Print all of the lines below word for word, from first to last. Leave the pictures out.

[start]

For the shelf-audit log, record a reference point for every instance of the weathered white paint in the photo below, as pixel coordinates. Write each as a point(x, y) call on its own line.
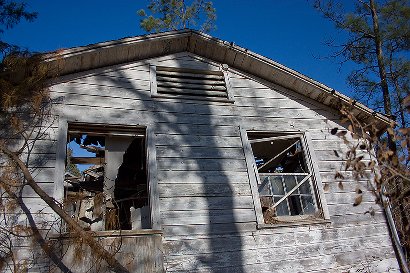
point(205, 203)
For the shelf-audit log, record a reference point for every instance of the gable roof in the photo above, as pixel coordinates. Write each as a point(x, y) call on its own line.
point(155, 45)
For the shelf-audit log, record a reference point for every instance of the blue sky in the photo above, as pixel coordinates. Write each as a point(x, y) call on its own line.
point(290, 32)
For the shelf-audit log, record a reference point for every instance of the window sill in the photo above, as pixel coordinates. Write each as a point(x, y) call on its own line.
point(113, 233)
point(294, 222)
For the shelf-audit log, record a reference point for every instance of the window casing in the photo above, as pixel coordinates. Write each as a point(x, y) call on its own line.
point(112, 192)
point(286, 184)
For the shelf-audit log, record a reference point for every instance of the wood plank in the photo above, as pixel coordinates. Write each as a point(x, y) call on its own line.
point(290, 260)
point(214, 229)
point(199, 152)
point(208, 245)
point(348, 198)
point(201, 164)
point(208, 217)
point(129, 116)
point(200, 130)
point(144, 103)
point(343, 209)
point(206, 190)
point(198, 141)
point(203, 177)
point(204, 203)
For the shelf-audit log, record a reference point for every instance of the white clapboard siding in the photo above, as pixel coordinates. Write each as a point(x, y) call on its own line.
point(205, 199)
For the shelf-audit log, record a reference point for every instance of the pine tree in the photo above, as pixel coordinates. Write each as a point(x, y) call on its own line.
point(178, 14)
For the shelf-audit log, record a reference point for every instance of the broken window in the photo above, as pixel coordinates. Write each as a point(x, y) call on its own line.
point(105, 185)
point(285, 180)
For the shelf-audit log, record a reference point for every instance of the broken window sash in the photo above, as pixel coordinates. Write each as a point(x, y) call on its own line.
point(285, 181)
point(271, 161)
point(111, 191)
point(289, 194)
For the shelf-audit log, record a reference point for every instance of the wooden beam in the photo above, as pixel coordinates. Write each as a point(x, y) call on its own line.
point(87, 160)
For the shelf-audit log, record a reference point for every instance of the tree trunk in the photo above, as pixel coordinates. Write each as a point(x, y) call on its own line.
point(98, 249)
point(382, 70)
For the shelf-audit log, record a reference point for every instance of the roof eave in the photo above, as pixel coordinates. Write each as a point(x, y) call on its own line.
point(154, 45)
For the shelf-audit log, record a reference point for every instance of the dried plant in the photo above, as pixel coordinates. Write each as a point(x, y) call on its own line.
point(370, 157)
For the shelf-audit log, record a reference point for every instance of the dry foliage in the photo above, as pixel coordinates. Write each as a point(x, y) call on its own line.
point(370, 158)
point(26, 118)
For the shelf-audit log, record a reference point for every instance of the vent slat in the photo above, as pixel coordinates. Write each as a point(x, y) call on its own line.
point(191, 92)
point(192, 86)
point(193, 81)
point(182, 82)
point(189, 75)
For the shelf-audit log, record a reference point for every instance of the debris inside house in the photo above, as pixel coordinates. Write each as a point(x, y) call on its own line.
point(107, 188)
point(285, 187)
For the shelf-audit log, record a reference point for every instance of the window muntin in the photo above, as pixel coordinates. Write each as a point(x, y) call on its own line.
point(284, 179)
point(111, 191)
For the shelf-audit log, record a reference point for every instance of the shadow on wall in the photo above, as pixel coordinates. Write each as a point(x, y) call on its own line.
point(196, 173)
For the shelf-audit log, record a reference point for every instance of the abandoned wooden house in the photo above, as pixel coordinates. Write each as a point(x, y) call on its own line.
point(201, 156)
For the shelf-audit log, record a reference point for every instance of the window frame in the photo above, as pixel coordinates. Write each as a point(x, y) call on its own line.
point(152, 182)
point(316, 184)
point(224, 69)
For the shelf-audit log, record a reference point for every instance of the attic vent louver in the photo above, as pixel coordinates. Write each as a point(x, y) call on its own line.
point(191, 83)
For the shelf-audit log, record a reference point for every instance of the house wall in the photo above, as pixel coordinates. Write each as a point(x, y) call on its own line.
point(206, 206)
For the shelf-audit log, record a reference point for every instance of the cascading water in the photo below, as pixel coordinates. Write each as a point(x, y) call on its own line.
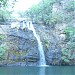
point(40, 47)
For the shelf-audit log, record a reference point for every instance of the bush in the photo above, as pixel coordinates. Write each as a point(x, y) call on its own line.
point(70, 6)
point(68, 53)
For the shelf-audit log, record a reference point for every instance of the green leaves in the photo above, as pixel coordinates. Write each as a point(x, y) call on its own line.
point(68, 53)
point(70, 6)
point(3, 49)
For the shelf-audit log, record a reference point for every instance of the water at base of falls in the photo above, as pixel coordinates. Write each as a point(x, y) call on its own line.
point(42, 61)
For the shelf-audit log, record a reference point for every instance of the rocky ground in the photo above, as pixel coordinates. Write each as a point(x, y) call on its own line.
point(23, 46)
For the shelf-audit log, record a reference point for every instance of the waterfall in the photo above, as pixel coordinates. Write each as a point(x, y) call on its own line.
point(40, 47)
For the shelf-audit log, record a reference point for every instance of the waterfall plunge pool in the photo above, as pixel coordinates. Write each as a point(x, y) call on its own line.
point(32, 70)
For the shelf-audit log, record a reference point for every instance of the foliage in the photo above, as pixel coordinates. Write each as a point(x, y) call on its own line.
point(68, 51)
point(70, 5)
point(3, 49)
point(2, 37)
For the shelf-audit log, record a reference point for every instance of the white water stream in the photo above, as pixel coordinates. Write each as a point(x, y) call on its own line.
point(40, 47)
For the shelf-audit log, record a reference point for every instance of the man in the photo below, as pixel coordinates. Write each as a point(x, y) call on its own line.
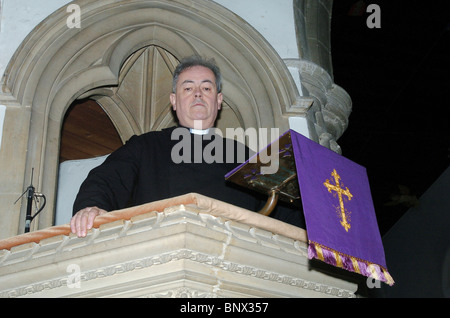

[end]

- **FINAL ANSWER**:
For the shelf-audit log, record a reference point for every instance of the weathered white paint in the photo below, as pixel coordinates. Write each as a point(x, y) call on its own line.
point(205, 203)
For the shelf-audit log, record a reference point for every instance of the gable roof in the photo above, as pixel coordinates. Write each as a point(x, y) call on its own line.
point(155, 45)
For the shelf-audit log, record a reference point for every instance of the blue sky in the photo above, as pixel coordinates. Write each as a point(x, y) call on its own line.
point(290, 32)
For the shelf-audit log, record a reference point for every instance of the window sill in the photo above, as pixel coordinates. Write each as a point(x, y) call on its own line.
point(113, 233)
point(294, 222)
For the shelf-audit log, record a reference point for every instance of the window casing in the photo above, as pixel coordinates. Write each as a point(x, y) call on its own line.
point(112, 192)
point(286, 184)
For the shelf-audit log, record a reference point for every instance of the wood plank in the photo above, as pixel coordinates. Write each as a point(x, y) call on its own line.
point(290, 260)
point(214, 229)
point(199, 152)
point(208, 245)
point(348, 198)
point(201, 164)
point(208, 217)
point(129, 116)
point(200, 130)
point(144, 103)
point(343, 209)
point(206, 190)
point(198, 141)
point(203, 177)
point(204, 203)
For the shelf-audit log, record a reference point for every instance of the white clapboard siding in the photo above, as pixel coordinates. Write each as a point(x, y) call on its own line.
point(205, 199)
For the shelf-audit log, record a reference point for every instance of the pine tree in the photo above, as pixel coordinates. Write each as a point(x, y) call on its own line.
point(178, 14)
For the shelf-audit log, record a reference point for every instance of the broken window in the photo above, as pixel coordinates. Write each as a point(x, y) call on its own line.
point(105, 185)
point(285, 180)
For the shelf-audit log, record a reference point for every instance of the broken window sash in the photo above, as pixel coordinates. Write each as a point(x, y) call on its own line.
point(285, 181)
point(271, 161)
point(111, 191)
point(289, 194)
For the shelf-audit log, record a reference point for every instance of the wooden beam in the photo above, as pixel coordinates. Write each as a point(x, y) call on its own line.
point(87, 160)
For the shelf-audit log, record a reference point for every instance of the tree trunk in the photo above, as pixel coordinates. Write each as a point(x, y) call on its own line.
point(98, 249)
point(382, 70)
For the shelf-audit log, record a reference point for every instance of the roof eave in the photo above, as pixel coordinates. Write each as a point(x, y) call on its own line.
point(154, 45)
For the shelf-audit log, record a reference point for every instance of the dried plant in the photo above, as pixel coordinates. Write each as a point(x, y) call on its own line.
point(370, 157)
For the shelf-audit log, record a reference point for every instance of the dry foliage in the photo above, as pixel coordinates. Write each as a point(x, y) call on its own line.
point(370, 158)
point(26, 118)
For the shelf-audit log, record a reference point for every instance of the vent slat in the photo above, as pixel coordinates. Write each as a point(x, y) call on its own line.
point(191, 92)
point(192, 86)
point(193, 81)
point(182, 82)
point(189, 75)
For the shelf-audit log, record a reference point for every instance of the debris inside house in the photo above, as pixel coordinates. Write each as a point(x, y) call on its own line.
point(107, 188)
point(285, 187)
For the shelf-audit log, record a reference point for every instance of the window muntin in the photo above, as pixel coordinates. Write each as a point(x, y) call on its own line.
point(284, 179)
point(111, 191)
For the shelf-audit log, record a reference point for every instance of the shadow on wall in the photo above, as pixel coordinates. Write each as a point(x, y) call on its own line.
point(196, 173)
For the shelf-audit log, record a reference point for every instance of the abandoned wooden house in the photo above, as pixel coordinates. Write each as a point(x, y) call on its own line.
point(201, 156)
For the shelf-audit log, record a reference point for every instance of the window frame in the photo above, as pixel coordinates. Write each as a point(x, y) call on its own line.
point(152, 182)
point(316, 184)
point(224, 69)
For the shelf-audit log, record a reference point for every instance of the attic vent louver in the photo above, as pixel coordinates. Write each as a point(x, y) call on its own line.
point(191, 83)
For the shelf-audit log, record a reference point for every instance of the house wall in the photo above, as pixel coordinates. Write each as a point(x, y) call on its own line.
point(206, 206)
For the shelf-audit log, record a reference point for every instance of the cascading water in the photo below, as pixel coordinates. Write each as a point(x, y) call on its own line.
point(40, 47)
For the shelf-audit log, record a reference point for every instance of the bush in the photo above, as pixel coordinates. Write each as a point(x, y) call on its own line.
point(70, 6)
point(68, 53)
For the shelf-audit log, record a reference point for every instance of the green leaves in the photo above, as pixel coordinates. Write each as a point(x, y) call on its own line.
point(68, 53)
point(70, 6)
point(3, 49)
For the shelf-audit log, record a reference point for every instance of the water at base of falls in the photo above, as pixel coordinates. Write each as a point(x, y) call on its own line.
point(42, 61)
For the shelf-audit log, record a reference point for every instance of the rocky ground in the photo above, as pixel coordinates. Write each as a point(x, y) call on its own line.
point(23, 46)
For the shelf-audit log, record a reference point for every instance of the waterfall in the photo above, as pixel coordinates. Write each as a point(x, y) call on its own line.
point(40, 47)
For the shelf-audit log, record a reference point for every instance of the waterfall plunge pool in the photo above, as pixel coordinates. Write each as a point(x, y) call on its own line.
point(32, 70)
For the shelf-audit log, record a reference point for every instance of the foliage in the photo above, as pixel coordinates. Write each as a point(x, y) call on its own line.
point(68, 51)
point(70, 5)
point(3, 49)
point(2, 37)
For the shelf-audit log, record a reference point for every instance of the white water stream in the photo above, as pixel coordinates. Write each as a point(x, y) call on its own line.
point(40, 47)
For the shelf-audit log, record a reference point for every instance of the man in the photo below, as pixel coordinates. Write each as a point(x, y) call on its own line.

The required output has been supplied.